> _Your task_
Please copy the lines of the records below from the line with "Give the outline of every instance of the minivan" through the line with "104), (167, 107)]", with both of those lines included and nothing changed.

■ ■ ■ ■

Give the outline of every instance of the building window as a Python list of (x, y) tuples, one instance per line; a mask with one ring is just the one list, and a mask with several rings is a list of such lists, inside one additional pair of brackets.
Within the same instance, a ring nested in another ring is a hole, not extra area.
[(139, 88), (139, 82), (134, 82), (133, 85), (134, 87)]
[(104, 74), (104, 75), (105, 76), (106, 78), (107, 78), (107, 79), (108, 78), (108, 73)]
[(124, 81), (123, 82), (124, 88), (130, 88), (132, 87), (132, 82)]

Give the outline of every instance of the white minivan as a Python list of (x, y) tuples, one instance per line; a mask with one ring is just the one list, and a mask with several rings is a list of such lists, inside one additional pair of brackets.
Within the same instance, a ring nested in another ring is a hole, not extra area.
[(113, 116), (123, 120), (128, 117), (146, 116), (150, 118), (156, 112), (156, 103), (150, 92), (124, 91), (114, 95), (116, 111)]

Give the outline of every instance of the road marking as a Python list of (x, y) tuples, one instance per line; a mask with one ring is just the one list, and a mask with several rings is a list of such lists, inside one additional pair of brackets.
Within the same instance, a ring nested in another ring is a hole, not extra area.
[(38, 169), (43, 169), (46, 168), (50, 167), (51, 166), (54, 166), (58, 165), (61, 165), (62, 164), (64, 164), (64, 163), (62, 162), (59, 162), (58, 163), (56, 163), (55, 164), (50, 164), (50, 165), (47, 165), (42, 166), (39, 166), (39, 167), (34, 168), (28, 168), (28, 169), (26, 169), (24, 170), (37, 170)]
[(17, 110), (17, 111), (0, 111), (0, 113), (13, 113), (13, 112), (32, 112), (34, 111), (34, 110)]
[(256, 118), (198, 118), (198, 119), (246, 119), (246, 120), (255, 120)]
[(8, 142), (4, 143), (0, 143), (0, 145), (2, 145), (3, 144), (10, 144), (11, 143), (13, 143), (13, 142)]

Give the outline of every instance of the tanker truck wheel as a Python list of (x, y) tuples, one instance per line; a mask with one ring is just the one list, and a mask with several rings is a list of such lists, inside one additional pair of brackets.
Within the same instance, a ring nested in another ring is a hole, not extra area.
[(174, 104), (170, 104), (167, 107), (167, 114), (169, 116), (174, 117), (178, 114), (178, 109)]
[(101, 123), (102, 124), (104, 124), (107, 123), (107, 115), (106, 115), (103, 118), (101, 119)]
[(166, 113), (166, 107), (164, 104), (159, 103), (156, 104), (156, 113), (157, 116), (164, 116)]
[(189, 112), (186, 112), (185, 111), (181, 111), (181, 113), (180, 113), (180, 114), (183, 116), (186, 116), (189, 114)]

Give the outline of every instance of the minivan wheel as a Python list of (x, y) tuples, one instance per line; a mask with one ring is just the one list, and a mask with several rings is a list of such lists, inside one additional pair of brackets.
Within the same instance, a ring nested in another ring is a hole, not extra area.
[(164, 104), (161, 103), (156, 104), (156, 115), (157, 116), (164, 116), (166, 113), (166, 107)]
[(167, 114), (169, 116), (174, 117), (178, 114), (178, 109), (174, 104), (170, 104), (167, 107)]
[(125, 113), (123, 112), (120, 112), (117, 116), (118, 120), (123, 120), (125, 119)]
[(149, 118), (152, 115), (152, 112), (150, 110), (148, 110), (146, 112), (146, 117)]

■ ■ ■ ■

> _Finished exercise_
Give the outline of every instance of the minivan wheel as a Python list of (x, y) tuples, one instance per line; a mask with one ring is just the one list, and a mask with several rings is a list of such lists, inside one additional pair of brackets.
Within the same instance, a ring nested in another ring is a hole, not extra area.
[(164, 104), (161, 103), (156, 104), (156, 115), (157, 116), (164, 116), (166, 113), (166, 107)]
[(167, 114), (169, 116), (174, 117), (178, 114), (178, 109), (174, 104), (170, 104), (167, 107)]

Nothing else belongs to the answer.